• **Instructions for the task**
Reproduce the data below verbatim from the line containing "TARGET: man's eye" through its final line, and produce nothing more.

--------------------------------------------------

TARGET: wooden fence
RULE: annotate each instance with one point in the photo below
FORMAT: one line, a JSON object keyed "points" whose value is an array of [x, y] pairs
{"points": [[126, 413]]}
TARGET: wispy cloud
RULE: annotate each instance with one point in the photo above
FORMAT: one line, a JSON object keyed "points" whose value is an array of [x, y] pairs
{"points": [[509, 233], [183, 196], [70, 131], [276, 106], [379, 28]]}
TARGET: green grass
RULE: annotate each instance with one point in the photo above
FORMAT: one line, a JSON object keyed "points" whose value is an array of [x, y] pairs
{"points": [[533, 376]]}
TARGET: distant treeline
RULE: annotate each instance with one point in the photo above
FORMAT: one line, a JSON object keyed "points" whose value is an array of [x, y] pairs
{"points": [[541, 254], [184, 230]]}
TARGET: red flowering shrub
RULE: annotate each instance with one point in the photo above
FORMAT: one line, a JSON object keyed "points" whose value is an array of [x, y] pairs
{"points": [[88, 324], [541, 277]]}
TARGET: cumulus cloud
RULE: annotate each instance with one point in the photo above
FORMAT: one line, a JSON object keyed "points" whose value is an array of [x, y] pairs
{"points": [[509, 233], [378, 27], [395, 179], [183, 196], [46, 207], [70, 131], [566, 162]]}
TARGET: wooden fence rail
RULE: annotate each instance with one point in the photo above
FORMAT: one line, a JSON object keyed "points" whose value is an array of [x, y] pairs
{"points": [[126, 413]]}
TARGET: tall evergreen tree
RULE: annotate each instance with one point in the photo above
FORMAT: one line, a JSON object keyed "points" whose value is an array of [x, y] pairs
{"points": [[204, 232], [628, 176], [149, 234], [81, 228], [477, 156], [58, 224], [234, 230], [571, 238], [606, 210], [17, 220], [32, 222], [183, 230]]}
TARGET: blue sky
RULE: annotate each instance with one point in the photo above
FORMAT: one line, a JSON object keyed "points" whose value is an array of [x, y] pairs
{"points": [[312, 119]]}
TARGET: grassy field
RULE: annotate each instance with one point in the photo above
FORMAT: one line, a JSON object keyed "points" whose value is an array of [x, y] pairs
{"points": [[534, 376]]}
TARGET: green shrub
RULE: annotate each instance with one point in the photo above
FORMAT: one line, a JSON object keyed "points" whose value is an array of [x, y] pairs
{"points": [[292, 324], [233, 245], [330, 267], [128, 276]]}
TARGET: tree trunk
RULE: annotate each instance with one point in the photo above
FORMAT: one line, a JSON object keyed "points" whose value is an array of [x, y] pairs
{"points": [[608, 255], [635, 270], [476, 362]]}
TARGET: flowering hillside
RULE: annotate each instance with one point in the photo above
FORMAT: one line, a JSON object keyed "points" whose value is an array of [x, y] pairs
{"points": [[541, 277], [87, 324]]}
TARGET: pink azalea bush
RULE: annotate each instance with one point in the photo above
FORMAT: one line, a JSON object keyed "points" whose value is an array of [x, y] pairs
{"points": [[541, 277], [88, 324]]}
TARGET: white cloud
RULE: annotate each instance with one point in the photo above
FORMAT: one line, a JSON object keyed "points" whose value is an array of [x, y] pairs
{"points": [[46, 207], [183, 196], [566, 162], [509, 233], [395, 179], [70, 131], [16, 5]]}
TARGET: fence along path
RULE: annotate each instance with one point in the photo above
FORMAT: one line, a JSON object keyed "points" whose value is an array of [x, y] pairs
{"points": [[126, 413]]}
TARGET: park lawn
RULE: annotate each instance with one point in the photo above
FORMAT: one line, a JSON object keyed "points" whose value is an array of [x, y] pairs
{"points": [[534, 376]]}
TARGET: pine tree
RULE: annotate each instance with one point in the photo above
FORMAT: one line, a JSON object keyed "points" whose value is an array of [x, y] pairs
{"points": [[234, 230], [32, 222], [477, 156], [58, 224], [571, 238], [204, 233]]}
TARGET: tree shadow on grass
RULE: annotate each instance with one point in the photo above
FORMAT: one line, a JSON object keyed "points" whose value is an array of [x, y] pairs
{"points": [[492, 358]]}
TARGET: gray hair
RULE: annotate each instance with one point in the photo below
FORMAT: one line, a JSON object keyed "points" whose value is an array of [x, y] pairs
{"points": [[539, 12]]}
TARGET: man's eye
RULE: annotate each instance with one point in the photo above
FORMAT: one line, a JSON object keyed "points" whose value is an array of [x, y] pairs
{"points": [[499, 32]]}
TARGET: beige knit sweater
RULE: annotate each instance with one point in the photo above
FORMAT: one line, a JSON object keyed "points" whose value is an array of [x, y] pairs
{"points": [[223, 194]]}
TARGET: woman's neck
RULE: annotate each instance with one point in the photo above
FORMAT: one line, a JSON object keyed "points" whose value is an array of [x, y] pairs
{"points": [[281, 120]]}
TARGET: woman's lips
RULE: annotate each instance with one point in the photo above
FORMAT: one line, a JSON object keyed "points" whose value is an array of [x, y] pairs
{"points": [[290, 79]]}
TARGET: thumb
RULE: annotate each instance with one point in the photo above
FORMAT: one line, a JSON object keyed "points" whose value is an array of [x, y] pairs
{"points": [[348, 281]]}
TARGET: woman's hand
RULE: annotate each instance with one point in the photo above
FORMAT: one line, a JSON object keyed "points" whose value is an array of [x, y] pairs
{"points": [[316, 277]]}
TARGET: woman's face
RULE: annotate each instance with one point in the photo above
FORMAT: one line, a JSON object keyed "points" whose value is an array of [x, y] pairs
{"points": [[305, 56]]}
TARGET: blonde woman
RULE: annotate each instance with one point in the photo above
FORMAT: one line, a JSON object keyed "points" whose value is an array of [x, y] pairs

--------------------------------------------------

• **Task solution**
TARGET: man's eye
RULE: annotate each instance with one point in the photo above
FORMAT: one line, a JSON object keyed "points" whose value is an array of [x, y] pairs
{"points": [[499, 32]]}
TARGET: beige knit sweater
RULE: annotate each instance with one point in the photo above
FORMAT: one line, a JSON object keyed "points" whose value is an array of [x, y] pairs
{"points": [[223, 194]]}
TARGET: woman's neck
RULE: annotate each instance with one point in the photo above
FORMAT: one line, a JSON object keyed "points" whose value is an array of [x, y] pairs
{"points": [[281, 120]]}
TARGET: woman's lips
RULE: annotate each instance with one point in the photo above
FORMAT: one line, a JSON object keyed "points" whose value is an array of [x, y] pairs
{"points": [[290, 79]]}
TARGET: thumb
RULE: annotate each instance with one point in the photo above
FORMAT: one line, a JSON object keyed "points" whose value is an array of [x, y] pairs
{"points": [[348, 281]]}
TARGET: woman's hand
RULE: annotate each instance with one point in the photo above
FORMAT: one line, a JSON object keyed "points" whose value is an array of [x, y] pairs
{"points": [[316, 277]]}
TARGET: woman's face
RULE: annotate each instance with one point in the photo above
FORMAT: one line, a JSON object keyed "points" whose value is an array of [x, y] pairs
{"points": [[305, 56]]}
TARGET: blonde woman
RULE: annotate each instance with one point in the photo above
FORMAT: one line, a JSON object keyed "points" whose value is an array of [x, y] pairs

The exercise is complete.